(Object point labels)

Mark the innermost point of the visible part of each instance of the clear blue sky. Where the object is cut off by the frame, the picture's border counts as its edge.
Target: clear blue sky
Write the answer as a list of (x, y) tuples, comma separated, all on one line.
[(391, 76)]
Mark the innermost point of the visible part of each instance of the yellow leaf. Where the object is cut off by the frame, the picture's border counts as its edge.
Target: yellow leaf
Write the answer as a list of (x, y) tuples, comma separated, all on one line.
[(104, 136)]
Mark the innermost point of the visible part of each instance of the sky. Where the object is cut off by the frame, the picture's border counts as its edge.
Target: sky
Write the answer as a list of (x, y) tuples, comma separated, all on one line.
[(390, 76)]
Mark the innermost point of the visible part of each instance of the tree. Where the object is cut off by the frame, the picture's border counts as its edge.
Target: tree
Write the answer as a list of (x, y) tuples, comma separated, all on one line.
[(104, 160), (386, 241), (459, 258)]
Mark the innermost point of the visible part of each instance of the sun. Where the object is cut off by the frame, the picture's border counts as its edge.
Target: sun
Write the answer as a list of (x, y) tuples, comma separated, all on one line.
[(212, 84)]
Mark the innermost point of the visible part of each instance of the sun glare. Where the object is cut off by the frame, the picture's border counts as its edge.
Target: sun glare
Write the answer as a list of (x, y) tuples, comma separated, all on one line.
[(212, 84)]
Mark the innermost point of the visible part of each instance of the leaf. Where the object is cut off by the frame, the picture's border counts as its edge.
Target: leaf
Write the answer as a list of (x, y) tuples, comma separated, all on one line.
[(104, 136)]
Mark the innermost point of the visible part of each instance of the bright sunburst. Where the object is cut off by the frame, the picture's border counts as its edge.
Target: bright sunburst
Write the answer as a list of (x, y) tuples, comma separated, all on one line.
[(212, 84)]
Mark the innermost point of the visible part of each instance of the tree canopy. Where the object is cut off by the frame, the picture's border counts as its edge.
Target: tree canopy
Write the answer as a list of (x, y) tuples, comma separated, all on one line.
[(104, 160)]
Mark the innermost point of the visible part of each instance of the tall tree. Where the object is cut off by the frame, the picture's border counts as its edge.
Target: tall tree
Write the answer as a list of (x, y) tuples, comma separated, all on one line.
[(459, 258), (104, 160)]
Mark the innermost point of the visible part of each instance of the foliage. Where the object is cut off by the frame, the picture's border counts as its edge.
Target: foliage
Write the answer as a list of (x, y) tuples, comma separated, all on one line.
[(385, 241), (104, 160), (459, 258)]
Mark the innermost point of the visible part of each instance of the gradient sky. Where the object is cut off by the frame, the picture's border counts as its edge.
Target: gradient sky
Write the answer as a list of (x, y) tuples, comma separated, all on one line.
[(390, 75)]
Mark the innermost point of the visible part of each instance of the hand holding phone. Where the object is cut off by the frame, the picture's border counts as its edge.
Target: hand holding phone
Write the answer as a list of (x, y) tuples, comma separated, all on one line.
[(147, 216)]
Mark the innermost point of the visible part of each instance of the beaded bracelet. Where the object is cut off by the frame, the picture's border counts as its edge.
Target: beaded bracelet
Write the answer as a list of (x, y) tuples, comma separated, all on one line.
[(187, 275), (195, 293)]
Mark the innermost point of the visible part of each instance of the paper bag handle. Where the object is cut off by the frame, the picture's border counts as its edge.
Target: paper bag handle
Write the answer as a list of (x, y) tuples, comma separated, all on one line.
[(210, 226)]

PROBLEM DESCRIPTION ▸ Can you edit the listing so that every "Target" becomes "Object", with all else left unchanged?

EXERCISE OUTPUT ▸
Mark the innermost point of the visible part of each instance of the clear blue sky. Where the object is cut off by the frame, the picture's border counts as its edge.
Object: clear blue sky
Write the answer as a list of (x, y) tuples, comma separated, all on one line.
[(391, 76)]
Mark the innermost point of the visible part of each instance of the yellow leaf. Where the object is cut off by the frame, the picture's border counts as its edge.
Object: yellow leaf
Write the answer as a list of (x, y) tuples, comma separated, all on one line.
[(104, 136)]
Mark the innermost point of the visible part of each instance of the sky. Where the object is cut off by the frame, the picture's border counts as its edge.
Object: sky
Write the answer as a list of (x, y) tuples, comma separated, all on one line.
[(390, 76)]
Mark the innermost point of the visible part of each instance of the tree. Where the object is cut off by the frame, the picture's border counts as its edge.
Object: tree
Write the answer as a list of (x, y) tuples, comma separated, all on one line.
[(104, 160), (386, 241), (459, 258)]
Mark the innermost point of the visible part of each instance of the sun. Where the object is cut off by the frame, the picture's border counts as its edge.
Object: sun
Write the answer as a list of (x, y) tuples, comma separated, all on one line.
[(212, 84)]
Mark the innermost point of the visible part of each instance of the sun glare. Where the object is cut off by the frame, the picture's border counts as its edge.
Object: sun glare
Write the answer as a list of (x, y) tuples, comma separated, all on one line.
[(212, 84)]
Mark the innermost point of the visible part of each instance of the leaf. Where the object is cut off by the frame, the picture's border counts as its edge.
Object: leaf
Write the answer as a list of (x, y) tuples, comma separated, all on one line.
[(104, 136)]
Mark the innermost point of the visible part of each instance of the bright sunburst. Where the object is cut off by the frame, the picture's border counts as its edge.
Object: bright sunburst
Write the answer as a list of (x, y) tuples, comma separated, all on one line.
[(212, 84)]
Mark the innermost point of the visible part of each instance of the tree canopy. Where the object is cut off by the frame, the picture's border counts as its edge.
Object: tree canopy
Write the answer as a list of (x, y) tuples, comma separated, all on one line.
[(104, 160)]
Mark the innermost point of the visible part of each instance of the tall tree. Where the object is cut off by the frame, the picture's border counts as its edge.
Object: tall tree
Write the answer as a list of (x, y) tuples, comma separated, all on one line.
[(459, 258), (104, 160)]
Mark the innermost point of the visible part of each instance of the foliage. Where the object is cut off by the frame, the picture's border counts as its edge.
Object: foliage
Write the answer as a list of (x, y) tuples, comma separated, all on one line.
[(385, 241), (104, 160), (459, 258)]
Mark the innermost point of the visible part of each instance of the gradient sky. Where the object is cut off by the frame, the picture's border counts as its edge.
Object: gradient sky
Write the answer as a list of (x, y) tuples, comma separated, all on one line.
[(390, 75)]
Mark the innermost point of the visible part of each instance of the hand holding phone. Where the object is cut off by the frame, the picture's border counts as its edge.
Object: hand holding phone
Write the answer as a list of (x, y) tuples, comma separated, all on one line.
[(147, 216)]
Mark the innermost point of the visible part of each instance of the beaded bracelet. Where the object is cut off by the frame, the picture's border counts as its edge.
Object: beaded bracelet
Write the answer as a list of (x, y) tuples, comma separated, all on one line.
[(187, 275), (195, 293)]
Mark the innermost point of the visible part of each instance of the paper bag handle. Where the object is cut off by the frame, the picture's border counts as its edge.
Object: paper bag handle
Write the answer as a list of (x, y) tuples, comma separated, all on one line.
[(210, 226)]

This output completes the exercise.